OBJECTIVE> Return each of the following items without changing a single character.

LISTED RECORDS>
———
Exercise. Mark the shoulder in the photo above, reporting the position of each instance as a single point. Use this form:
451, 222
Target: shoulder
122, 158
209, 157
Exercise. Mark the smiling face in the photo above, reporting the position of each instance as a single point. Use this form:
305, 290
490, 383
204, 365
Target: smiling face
———
RIGHT ANSWER>
Exercise. Mark the shoulder in the photo above, reporting the position of each instance as a single point. Use this form:
451, 222
Target: shoulder
122, 158
209, 157
Exercise. Mark the smiling face in the photo above, reporting the position of each instance as a single point. Use this form:
305, 290
490, 383
204, 365
Target: smiling face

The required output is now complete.